== Records for this exercise
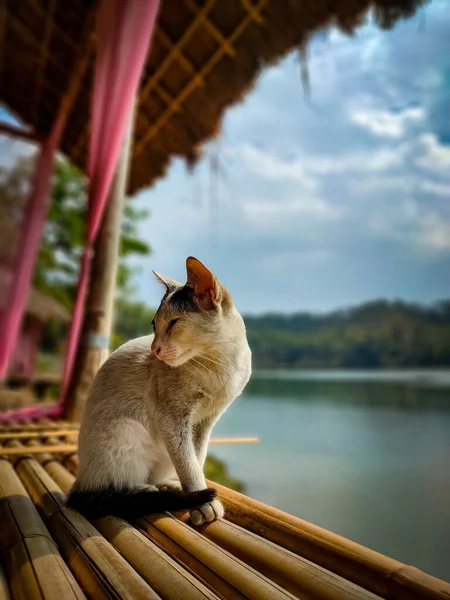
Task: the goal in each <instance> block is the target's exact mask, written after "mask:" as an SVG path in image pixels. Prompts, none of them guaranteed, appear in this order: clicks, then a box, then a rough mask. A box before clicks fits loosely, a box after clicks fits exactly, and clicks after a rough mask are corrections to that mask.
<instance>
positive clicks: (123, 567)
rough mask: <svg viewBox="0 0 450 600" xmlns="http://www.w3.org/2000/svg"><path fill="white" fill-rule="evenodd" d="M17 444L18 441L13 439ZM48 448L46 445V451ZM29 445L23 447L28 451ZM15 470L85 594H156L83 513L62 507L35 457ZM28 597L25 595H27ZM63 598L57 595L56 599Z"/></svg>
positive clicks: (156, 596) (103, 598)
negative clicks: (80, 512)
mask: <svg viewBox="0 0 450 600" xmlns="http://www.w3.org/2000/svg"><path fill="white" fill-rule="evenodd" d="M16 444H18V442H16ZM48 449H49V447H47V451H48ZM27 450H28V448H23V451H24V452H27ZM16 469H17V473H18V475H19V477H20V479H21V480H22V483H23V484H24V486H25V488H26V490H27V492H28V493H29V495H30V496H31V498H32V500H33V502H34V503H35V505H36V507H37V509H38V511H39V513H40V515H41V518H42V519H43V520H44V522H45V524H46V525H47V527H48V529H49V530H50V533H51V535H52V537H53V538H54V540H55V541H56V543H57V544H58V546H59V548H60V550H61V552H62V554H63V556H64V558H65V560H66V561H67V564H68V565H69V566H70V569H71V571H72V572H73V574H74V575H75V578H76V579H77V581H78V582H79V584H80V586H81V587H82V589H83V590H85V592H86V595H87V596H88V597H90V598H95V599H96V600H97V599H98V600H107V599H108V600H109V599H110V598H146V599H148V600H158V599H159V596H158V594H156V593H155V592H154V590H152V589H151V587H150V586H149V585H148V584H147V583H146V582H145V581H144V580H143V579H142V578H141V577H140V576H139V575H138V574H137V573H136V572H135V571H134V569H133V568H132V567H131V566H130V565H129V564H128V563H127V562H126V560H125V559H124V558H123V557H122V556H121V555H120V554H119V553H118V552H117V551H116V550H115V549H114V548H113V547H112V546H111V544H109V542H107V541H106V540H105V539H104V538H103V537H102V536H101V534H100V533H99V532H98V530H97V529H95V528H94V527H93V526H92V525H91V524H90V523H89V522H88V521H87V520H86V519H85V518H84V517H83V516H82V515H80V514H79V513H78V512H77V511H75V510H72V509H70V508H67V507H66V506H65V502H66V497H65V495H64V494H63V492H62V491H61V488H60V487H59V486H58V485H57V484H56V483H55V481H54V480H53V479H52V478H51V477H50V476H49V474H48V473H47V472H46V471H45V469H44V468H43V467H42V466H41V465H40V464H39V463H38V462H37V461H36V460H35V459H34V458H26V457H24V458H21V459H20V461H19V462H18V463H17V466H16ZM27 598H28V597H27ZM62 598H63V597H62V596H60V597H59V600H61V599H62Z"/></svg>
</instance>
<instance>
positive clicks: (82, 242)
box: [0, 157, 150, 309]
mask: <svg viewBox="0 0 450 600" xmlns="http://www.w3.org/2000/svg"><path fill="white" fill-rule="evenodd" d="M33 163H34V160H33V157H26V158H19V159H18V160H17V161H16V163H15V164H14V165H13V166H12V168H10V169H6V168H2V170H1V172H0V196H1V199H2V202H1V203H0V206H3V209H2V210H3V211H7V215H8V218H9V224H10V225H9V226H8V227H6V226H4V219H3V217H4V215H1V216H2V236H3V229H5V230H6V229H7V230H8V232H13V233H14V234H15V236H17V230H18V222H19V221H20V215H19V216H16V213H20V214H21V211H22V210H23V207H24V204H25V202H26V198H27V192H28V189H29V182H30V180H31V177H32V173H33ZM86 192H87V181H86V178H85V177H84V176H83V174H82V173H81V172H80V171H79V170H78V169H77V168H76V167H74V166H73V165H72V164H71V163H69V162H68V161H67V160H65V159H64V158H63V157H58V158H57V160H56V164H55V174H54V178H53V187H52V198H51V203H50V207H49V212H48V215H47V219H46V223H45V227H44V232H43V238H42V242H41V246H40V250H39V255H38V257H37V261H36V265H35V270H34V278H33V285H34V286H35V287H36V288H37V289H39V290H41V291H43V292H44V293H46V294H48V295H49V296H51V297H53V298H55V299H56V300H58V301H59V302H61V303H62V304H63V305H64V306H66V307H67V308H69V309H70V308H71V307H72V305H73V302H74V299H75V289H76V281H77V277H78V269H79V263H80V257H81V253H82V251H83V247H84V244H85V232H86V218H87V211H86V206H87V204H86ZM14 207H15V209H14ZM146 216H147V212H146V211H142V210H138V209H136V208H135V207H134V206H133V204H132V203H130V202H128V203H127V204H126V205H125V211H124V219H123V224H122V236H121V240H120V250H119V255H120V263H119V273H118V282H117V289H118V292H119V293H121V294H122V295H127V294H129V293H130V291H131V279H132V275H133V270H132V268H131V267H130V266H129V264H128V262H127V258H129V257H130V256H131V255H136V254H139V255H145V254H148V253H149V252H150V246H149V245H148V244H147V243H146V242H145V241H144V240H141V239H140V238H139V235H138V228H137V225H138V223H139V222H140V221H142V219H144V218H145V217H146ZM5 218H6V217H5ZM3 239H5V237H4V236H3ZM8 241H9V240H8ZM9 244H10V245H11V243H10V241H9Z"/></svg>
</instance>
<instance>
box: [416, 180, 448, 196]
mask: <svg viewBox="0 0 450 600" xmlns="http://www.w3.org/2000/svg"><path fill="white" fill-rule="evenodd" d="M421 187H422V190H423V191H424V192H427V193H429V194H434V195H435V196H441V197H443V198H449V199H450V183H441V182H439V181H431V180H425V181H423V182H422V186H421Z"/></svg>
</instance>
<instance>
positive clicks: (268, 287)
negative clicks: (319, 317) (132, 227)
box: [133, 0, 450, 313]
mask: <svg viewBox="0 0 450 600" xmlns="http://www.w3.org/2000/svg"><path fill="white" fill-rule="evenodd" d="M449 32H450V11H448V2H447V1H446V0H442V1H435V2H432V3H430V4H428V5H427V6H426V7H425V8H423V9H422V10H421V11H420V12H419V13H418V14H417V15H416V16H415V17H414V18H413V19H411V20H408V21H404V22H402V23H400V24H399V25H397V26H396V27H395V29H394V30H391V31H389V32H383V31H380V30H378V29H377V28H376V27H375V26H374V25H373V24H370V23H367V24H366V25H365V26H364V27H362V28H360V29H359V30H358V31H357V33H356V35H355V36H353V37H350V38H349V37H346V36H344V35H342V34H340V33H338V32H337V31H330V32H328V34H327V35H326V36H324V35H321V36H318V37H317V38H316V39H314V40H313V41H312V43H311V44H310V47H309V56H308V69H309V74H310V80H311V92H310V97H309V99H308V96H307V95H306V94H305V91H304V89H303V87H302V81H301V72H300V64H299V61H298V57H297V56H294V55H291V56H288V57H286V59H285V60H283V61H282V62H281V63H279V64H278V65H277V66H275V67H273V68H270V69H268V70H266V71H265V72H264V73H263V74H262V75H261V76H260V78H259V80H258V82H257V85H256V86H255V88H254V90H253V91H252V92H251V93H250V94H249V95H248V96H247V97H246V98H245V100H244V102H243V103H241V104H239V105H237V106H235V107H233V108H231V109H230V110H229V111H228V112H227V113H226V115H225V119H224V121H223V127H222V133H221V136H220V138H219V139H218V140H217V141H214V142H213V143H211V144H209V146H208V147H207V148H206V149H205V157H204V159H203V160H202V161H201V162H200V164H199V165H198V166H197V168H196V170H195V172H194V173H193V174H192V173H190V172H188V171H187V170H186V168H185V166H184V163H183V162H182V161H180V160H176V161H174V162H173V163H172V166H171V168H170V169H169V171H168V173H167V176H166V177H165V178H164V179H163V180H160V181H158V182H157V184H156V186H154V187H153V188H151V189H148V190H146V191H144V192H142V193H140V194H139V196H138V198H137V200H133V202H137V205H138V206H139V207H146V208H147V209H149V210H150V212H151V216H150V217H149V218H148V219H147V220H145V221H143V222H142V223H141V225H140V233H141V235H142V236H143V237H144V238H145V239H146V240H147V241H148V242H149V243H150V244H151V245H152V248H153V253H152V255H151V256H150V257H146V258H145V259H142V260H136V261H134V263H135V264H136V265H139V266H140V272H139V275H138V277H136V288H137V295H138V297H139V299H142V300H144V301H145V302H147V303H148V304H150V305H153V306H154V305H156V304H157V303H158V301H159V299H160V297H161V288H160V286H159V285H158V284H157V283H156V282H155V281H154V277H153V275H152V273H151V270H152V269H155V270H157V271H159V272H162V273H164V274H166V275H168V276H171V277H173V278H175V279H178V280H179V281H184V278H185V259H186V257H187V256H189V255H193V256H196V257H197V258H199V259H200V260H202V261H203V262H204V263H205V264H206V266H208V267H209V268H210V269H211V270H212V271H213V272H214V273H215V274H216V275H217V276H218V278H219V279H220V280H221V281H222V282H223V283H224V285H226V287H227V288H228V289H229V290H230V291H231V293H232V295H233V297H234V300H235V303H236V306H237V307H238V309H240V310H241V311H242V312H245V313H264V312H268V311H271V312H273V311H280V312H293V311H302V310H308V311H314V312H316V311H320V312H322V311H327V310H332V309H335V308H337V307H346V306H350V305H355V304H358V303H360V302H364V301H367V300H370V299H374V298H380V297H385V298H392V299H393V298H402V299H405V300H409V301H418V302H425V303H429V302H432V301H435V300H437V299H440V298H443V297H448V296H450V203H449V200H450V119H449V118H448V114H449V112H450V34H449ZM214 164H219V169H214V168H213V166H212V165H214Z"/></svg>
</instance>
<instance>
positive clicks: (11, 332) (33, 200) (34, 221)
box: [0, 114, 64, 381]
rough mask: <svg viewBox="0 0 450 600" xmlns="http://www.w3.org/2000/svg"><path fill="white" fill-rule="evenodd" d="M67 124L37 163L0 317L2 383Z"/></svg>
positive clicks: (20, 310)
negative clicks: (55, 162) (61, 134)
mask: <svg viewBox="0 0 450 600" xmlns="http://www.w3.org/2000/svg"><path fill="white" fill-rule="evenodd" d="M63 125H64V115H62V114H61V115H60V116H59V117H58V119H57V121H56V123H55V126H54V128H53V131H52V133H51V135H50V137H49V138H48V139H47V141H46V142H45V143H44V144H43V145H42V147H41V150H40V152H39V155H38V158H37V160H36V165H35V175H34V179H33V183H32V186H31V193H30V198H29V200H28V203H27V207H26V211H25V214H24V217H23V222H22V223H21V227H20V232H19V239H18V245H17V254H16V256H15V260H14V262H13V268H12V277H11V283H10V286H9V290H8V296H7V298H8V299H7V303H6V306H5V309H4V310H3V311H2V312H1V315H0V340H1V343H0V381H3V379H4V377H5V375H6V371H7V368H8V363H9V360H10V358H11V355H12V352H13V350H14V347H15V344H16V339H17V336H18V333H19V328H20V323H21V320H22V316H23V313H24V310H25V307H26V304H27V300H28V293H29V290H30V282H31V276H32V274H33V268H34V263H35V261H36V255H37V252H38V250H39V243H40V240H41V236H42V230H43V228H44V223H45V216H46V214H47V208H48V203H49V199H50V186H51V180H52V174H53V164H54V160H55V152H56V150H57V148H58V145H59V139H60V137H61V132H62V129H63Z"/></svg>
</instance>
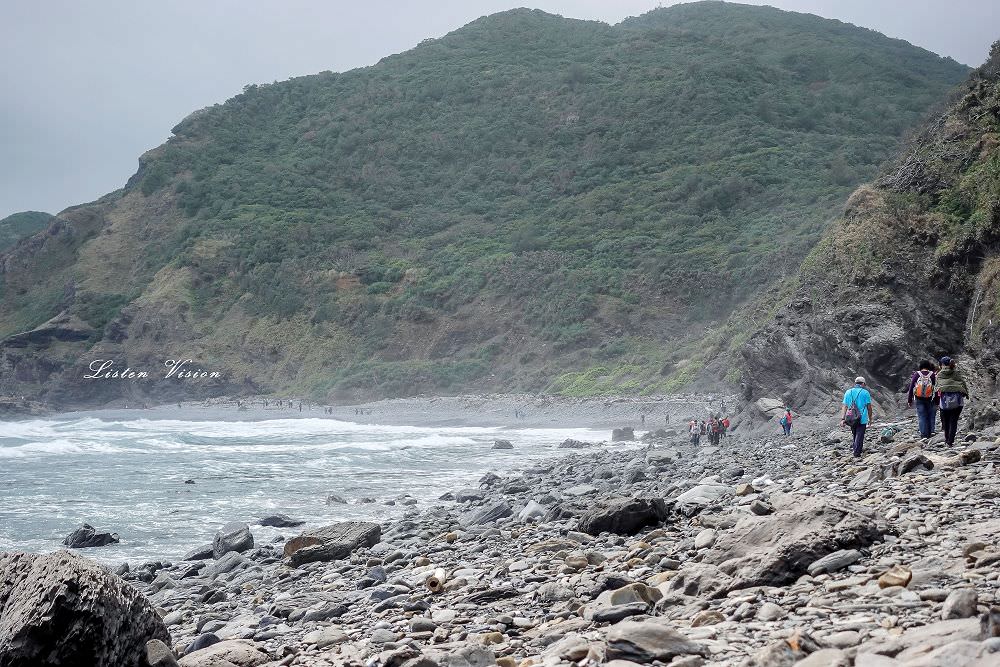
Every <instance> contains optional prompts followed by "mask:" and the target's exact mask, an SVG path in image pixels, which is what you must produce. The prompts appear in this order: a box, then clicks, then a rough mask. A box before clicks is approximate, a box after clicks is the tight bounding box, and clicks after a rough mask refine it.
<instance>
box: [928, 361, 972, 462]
====
Work to complete: Give again, exactly as written, the lines from the one with "124L37 163L0 317L2" through the last line of the entries above, but skip the pictures.

Exercise solution:
rough mask: <svg viewBox="0 0 450 600" xmlns="http://www.w3.org/2000/svg"><path fill="white" fill-rule="evenodd" d="M67 124L37 163L0 317L2 383Z"/></svg>
positive clicks: (20, 310)
negative clicks: (55, 162) (61, 134)
mask: <svg viewBox="0 0 450 600" xmlns="http://www.w3.org/2000/svg"><path fill="white" fill-rule="evenodd" d="M63 125H64V115H62V114H61V115H60V116H59V117H58V119H57V121H56V123H55V126H54V128H53V131H52V133H51V135H50V137H49V138H48V139H47V141H46V142H45V143H44V144H43V145H42V147H41V150H40V152H39V155H38V158H37V160H36V165H35V175H34V179H33V183H32V186H31V193H30V198H29V200H28V203H27V207H26V211H25V214H24V217H23V222H22V223H21V227H20V232H19V239H18V245H17V254H16V256H15V260H14V262H13V268H12V277H11V283H10V286H9V290H8V296H7V298H8V299H7V303H6V306H5V309H4V310H3V311H2V312H1V315H0V340H1V343H0V381H3V379H4V377H5V375H6V371H7V368H8V363H9V360H10V358H11V355H12V352H13V350H14V347H15V344H16V339H17V336H18V333H19V328H20V323H21V320H22V316H23V313H24V310H25V307H26V304H27V300H28V293H29V290H30V282H31V276H32V274H33V268H34V263H35V261H36V255H37V252H38V250H39V243H40V240H41V236H42V230H43V228H44V223H45V216H46V214H47V208H48V203H49V199H50V186H51V180H52V174H53V164H54V160H55V152H56V150H57V148H58V145H59V139H60V137H61V132H62V129H63Z"/></svg>
</instance>
Every <instance> contains optional prompts followed by "mask:" and the target's exact mask, an SVG path in image pixels, which is what you must produce. The prompts appear in this order: a box, then clicks, then a rough mask. A box before clicks is approximate, a box after clicks is the tight bounding box, and clicks after a rough mask refine it.
<instance>
box: [928, 361, 972, 462]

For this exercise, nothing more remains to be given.